_SUPPLIED MATERIAL:_
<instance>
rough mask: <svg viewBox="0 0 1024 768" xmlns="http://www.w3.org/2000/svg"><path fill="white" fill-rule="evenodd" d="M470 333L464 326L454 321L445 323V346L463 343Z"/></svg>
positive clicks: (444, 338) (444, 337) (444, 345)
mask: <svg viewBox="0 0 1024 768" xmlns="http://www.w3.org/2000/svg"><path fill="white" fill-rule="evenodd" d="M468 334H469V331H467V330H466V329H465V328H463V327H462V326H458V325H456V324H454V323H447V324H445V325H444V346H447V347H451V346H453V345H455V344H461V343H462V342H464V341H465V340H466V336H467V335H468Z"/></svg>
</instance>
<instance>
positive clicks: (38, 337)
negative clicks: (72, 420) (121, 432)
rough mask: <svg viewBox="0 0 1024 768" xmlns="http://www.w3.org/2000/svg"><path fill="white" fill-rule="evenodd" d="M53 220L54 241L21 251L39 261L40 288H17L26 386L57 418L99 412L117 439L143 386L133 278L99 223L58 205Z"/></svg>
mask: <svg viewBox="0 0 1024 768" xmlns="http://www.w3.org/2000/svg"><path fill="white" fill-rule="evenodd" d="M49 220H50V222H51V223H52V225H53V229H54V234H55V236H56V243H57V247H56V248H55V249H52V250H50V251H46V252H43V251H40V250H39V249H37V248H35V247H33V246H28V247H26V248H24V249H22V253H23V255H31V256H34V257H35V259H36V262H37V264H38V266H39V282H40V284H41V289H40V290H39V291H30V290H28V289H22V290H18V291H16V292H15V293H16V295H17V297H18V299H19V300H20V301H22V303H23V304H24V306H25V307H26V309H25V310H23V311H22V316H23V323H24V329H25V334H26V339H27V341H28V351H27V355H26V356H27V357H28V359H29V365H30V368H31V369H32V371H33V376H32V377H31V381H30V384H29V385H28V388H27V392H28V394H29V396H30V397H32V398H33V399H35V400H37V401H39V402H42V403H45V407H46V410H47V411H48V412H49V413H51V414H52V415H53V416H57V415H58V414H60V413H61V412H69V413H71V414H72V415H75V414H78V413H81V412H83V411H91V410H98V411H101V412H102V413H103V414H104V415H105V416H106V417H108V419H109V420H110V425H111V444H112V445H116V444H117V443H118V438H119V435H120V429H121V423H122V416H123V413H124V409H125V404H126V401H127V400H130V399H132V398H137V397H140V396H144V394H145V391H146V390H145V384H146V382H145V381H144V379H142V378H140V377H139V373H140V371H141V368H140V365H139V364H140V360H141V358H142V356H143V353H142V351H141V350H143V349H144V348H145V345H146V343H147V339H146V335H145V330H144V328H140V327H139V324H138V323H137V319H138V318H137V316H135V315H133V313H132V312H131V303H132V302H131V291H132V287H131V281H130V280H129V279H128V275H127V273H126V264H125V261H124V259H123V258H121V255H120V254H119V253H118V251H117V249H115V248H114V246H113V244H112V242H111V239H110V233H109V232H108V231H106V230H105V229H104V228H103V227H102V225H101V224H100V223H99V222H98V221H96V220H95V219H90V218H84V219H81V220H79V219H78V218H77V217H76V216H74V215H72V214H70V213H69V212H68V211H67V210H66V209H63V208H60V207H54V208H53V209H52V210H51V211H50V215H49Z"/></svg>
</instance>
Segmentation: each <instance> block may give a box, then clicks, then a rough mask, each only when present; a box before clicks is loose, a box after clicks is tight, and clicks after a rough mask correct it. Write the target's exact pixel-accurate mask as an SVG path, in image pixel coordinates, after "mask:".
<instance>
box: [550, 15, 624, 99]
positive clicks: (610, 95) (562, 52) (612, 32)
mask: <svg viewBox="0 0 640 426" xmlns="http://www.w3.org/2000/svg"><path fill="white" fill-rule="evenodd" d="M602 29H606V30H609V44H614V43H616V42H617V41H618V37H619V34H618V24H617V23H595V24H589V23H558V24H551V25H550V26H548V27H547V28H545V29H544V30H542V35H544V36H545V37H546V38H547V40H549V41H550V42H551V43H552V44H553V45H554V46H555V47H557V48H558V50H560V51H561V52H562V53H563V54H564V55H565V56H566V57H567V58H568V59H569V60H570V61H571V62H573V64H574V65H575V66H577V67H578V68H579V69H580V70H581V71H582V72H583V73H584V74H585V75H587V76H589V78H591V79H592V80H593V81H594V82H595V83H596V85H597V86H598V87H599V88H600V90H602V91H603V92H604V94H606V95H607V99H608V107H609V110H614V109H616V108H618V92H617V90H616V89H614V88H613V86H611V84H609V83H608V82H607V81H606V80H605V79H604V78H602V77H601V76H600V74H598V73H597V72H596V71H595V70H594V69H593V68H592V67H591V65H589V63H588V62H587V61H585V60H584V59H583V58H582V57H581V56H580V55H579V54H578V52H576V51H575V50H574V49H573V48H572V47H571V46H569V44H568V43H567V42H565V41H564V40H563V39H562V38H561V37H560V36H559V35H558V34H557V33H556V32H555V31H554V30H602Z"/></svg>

_AIM OF THE TASK:_ Include the first line, the line containing "333L464 326L454 321L445", and every line between them, copied exactly from the material above; output no other line.

_RESPONSE AREA:_
<instance>
rough mask: <svg viewBox="0 0 1024 768" xmlns="http://www.w3.org/2000/svg"><path fill="white" fill-rule="evenodd" d="M470 333L464 326L454 321L445 323V346L463 343Z"/></svg>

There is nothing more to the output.